Task material =>
::::::

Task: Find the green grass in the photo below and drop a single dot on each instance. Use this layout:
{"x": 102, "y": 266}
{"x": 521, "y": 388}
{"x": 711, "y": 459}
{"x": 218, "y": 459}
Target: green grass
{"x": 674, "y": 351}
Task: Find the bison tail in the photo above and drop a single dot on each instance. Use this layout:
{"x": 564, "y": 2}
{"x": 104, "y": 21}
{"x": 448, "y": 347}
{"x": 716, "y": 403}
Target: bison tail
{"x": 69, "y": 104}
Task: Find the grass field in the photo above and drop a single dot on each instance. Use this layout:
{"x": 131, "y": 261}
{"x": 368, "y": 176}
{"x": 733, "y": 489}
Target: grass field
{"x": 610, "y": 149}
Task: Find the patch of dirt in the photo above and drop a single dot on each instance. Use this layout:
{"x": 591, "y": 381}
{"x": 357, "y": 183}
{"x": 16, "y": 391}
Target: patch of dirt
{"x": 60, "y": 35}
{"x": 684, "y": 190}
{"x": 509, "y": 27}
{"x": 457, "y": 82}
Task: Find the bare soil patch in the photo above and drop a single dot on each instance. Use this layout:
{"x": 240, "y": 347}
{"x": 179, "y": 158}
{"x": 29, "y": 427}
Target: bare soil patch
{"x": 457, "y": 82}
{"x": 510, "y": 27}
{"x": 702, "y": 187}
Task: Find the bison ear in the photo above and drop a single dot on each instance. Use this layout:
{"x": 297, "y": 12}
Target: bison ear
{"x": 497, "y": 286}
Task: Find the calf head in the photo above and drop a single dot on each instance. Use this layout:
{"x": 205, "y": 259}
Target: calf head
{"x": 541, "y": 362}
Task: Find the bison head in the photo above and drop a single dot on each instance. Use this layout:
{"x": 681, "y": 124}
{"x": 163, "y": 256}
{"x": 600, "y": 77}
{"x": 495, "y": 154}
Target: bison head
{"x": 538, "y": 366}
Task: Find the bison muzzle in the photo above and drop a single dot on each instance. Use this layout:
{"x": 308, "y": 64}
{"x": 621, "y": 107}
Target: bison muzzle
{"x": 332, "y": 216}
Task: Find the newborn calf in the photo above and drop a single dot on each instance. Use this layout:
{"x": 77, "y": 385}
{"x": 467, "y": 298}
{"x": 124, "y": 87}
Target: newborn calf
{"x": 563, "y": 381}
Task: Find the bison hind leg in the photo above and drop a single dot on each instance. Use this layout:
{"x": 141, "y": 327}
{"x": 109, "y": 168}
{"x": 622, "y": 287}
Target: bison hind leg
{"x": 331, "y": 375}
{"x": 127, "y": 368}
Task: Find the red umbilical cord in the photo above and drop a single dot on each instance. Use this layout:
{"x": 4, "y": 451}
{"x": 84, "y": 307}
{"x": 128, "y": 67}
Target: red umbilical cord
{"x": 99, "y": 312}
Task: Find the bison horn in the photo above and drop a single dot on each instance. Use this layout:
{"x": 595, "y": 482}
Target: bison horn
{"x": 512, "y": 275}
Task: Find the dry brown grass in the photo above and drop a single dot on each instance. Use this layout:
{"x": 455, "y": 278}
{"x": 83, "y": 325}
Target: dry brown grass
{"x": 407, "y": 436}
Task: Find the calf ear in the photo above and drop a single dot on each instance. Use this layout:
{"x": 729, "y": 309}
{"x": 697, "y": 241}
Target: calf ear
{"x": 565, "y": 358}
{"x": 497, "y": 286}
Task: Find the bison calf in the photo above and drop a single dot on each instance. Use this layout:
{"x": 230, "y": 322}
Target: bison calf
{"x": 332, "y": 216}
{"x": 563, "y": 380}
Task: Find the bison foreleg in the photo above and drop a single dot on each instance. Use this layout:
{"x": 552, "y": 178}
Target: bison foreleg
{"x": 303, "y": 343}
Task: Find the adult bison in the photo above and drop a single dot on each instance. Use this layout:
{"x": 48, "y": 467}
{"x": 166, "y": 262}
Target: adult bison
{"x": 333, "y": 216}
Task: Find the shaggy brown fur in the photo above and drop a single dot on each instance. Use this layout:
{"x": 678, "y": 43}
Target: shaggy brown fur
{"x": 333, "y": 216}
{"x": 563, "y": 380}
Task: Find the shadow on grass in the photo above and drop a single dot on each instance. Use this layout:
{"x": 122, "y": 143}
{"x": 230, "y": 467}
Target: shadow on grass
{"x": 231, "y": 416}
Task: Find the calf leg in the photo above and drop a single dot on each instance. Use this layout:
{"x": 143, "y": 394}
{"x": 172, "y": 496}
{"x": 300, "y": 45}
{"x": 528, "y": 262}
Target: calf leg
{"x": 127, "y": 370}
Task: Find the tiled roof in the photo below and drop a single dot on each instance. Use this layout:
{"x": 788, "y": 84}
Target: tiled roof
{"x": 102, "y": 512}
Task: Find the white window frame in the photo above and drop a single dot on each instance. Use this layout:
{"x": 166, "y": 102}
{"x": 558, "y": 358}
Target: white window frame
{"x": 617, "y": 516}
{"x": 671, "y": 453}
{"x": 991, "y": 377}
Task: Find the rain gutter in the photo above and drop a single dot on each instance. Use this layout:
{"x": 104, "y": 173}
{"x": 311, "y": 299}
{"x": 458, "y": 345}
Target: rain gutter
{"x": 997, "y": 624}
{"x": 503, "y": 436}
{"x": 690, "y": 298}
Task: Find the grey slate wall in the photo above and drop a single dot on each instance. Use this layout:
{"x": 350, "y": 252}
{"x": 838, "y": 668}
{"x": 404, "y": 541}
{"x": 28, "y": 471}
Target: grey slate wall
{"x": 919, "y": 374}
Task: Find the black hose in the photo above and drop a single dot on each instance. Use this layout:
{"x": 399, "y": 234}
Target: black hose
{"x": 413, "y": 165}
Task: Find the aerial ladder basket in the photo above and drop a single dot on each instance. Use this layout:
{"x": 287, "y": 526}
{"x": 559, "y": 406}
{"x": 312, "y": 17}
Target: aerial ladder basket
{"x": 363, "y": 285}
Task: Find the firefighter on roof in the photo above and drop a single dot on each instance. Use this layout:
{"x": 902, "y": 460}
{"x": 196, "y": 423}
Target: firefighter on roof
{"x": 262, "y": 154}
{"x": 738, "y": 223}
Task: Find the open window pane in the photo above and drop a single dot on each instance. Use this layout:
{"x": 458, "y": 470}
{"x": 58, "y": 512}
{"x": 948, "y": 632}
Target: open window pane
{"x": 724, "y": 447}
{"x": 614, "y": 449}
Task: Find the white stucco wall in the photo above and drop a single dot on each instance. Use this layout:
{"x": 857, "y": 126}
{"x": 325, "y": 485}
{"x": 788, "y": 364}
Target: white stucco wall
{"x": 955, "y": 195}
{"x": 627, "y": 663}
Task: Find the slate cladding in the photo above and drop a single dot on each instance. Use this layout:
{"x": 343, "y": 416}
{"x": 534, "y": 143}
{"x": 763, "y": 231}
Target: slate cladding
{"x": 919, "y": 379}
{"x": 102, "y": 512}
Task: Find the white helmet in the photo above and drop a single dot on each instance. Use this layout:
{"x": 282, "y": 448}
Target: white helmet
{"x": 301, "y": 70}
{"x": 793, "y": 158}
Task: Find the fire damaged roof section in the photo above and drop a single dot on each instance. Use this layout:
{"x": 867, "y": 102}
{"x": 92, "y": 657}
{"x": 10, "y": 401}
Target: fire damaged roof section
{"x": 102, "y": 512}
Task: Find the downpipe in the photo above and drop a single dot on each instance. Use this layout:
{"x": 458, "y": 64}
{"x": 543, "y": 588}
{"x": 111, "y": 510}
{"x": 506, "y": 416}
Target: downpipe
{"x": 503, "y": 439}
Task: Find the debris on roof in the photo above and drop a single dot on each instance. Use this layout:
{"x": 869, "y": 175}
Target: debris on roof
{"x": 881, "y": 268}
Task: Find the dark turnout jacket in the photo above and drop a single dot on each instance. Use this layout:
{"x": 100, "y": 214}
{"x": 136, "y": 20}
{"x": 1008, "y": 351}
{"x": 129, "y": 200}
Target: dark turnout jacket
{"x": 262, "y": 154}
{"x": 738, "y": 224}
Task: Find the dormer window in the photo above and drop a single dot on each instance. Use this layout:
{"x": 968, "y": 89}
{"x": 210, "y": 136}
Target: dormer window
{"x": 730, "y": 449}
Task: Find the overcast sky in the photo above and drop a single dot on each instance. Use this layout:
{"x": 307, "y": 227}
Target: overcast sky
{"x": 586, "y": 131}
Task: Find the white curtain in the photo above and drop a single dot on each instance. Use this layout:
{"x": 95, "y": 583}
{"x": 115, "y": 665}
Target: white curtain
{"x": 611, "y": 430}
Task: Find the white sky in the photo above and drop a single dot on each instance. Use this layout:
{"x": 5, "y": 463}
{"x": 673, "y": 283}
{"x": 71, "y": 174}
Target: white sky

::::::

Your goal => Your task is to copy each line of the material that contains the word "below".

Task solution =>
Task: Find the green grass in the photo below and drop a single dot on each instance. Use this layout:
Task: Find the tiled roof in the photo below and drop a single dot on each instance. Use this layout:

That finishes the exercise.